EXERCISE DETAILS | Copy the records below word for word, from the line that contains "Question. Mark every" through the line that contains "x=489 y=1116", both of those lines included.

ENTRIES PROVIDED |

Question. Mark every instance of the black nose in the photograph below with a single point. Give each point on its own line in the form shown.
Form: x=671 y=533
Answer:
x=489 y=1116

--

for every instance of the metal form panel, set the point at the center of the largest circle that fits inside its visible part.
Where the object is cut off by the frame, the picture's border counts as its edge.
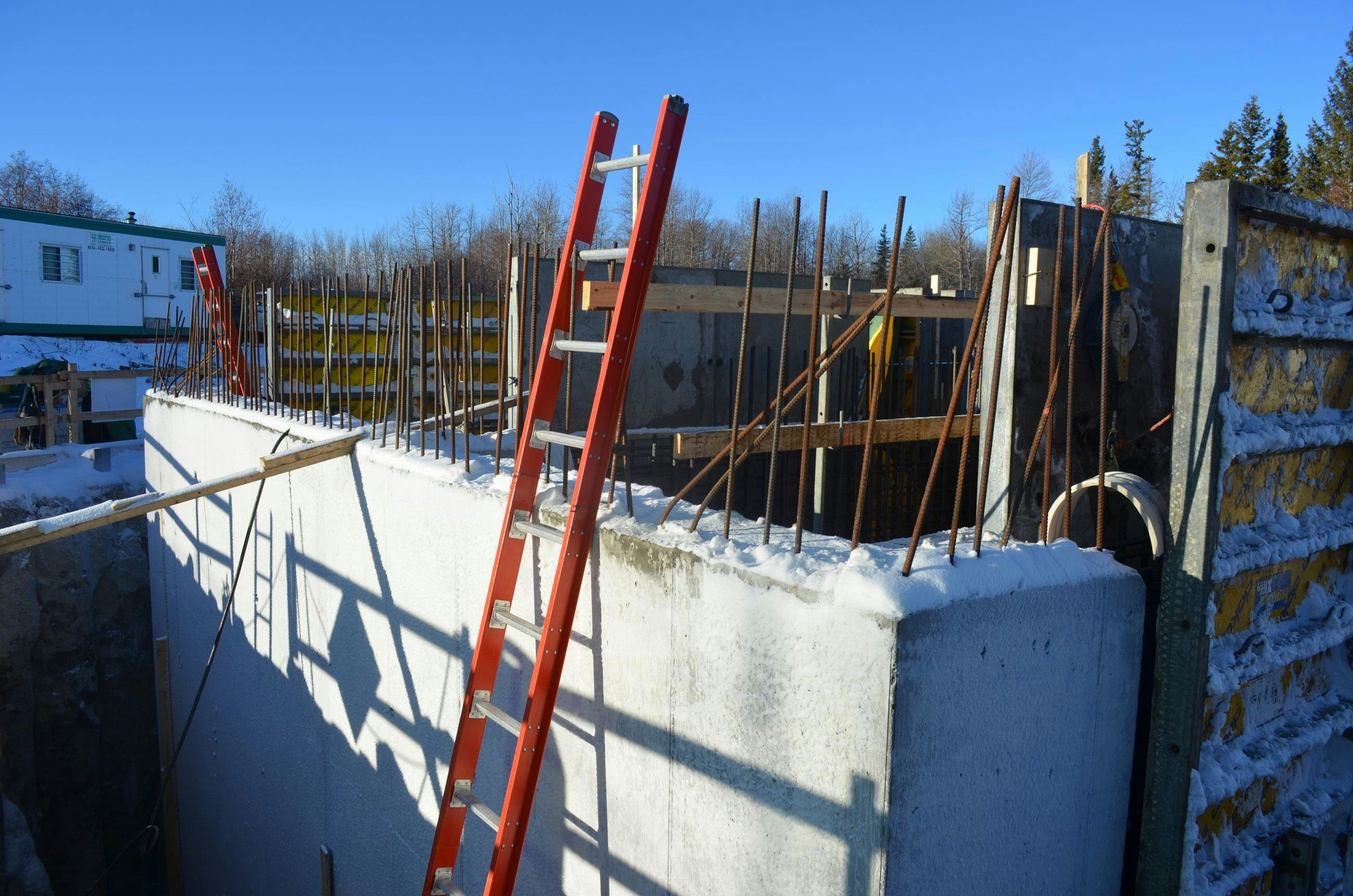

SOLVED PROBLEM |
Question. Mark every instance of the black nose in the photograph below with a single point. Give each point on its own line in the form shown.
Form: x=671 y=533
Answer:
x=489 y=1116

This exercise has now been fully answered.